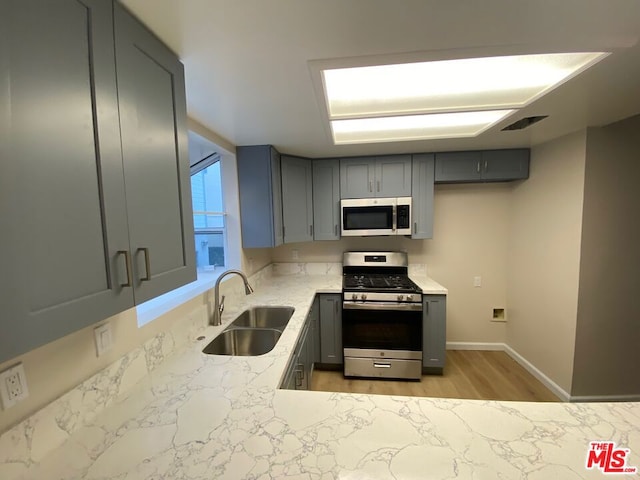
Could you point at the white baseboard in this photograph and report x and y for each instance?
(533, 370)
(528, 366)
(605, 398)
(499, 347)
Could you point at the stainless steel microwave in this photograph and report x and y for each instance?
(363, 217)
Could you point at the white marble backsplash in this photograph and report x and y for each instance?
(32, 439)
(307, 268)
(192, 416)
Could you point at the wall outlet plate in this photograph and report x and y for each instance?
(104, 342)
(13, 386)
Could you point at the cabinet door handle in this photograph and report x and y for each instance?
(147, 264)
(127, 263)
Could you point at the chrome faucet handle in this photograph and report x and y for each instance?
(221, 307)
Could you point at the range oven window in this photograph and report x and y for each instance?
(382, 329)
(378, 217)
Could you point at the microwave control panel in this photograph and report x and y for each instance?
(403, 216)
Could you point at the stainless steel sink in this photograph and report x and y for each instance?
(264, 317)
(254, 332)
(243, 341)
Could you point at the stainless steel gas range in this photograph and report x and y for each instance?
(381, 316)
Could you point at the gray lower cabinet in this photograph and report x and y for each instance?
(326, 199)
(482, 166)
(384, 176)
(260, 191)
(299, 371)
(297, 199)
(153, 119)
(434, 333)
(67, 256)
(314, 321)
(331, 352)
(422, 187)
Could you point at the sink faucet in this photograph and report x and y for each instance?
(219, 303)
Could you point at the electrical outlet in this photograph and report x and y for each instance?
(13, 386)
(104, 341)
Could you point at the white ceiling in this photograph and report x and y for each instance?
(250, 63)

==

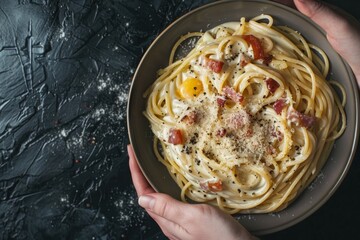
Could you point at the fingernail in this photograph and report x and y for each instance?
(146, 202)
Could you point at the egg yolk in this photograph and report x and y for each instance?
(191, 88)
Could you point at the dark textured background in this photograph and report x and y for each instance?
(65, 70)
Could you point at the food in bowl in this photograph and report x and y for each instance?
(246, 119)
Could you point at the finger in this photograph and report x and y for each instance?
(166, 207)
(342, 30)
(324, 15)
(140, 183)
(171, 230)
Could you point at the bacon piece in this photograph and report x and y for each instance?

--

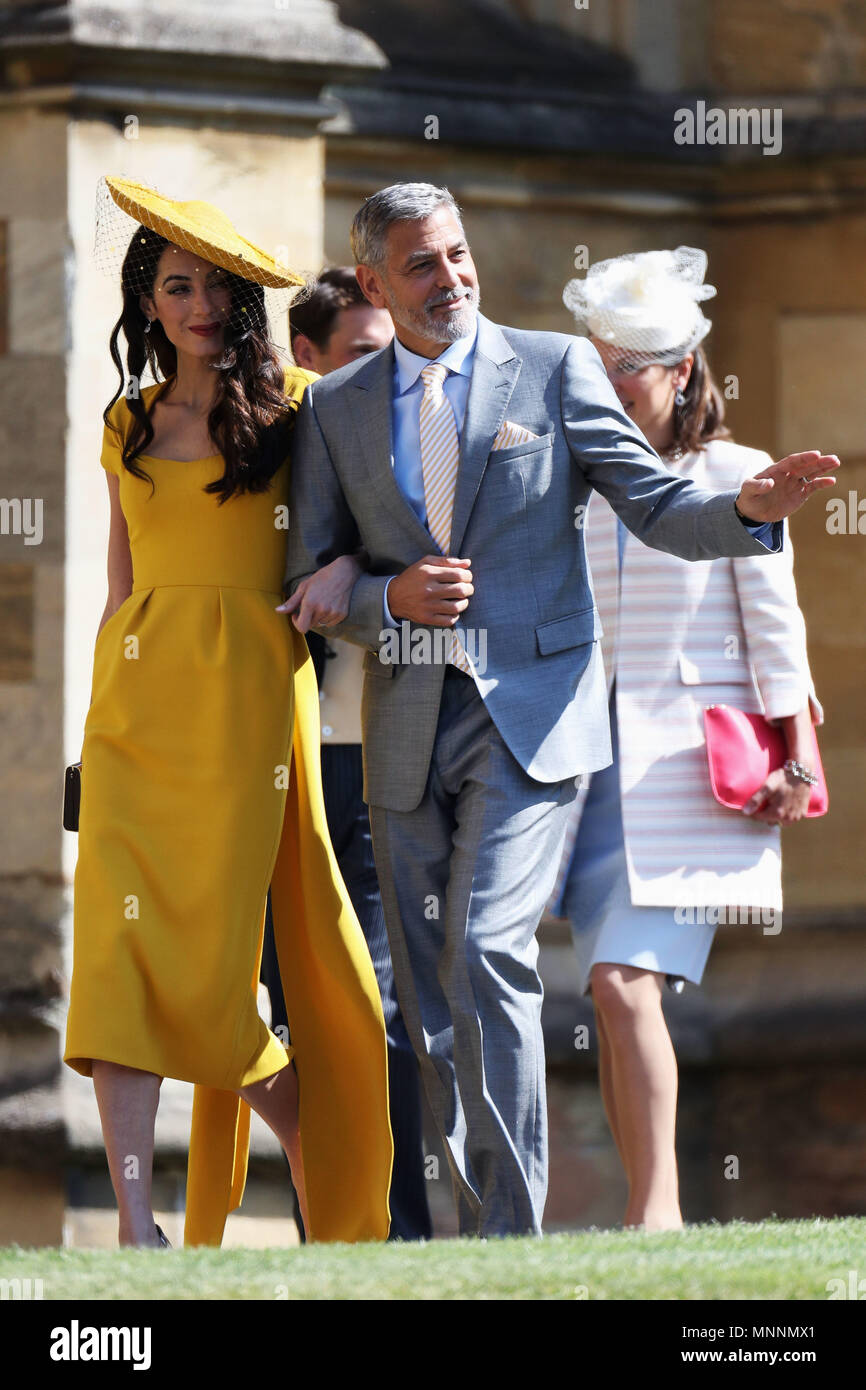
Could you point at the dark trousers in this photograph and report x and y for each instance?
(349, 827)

### Your objective
How many lines in the entries above contain the string "range", with case counting? Give only the number.

### Finished exercise
2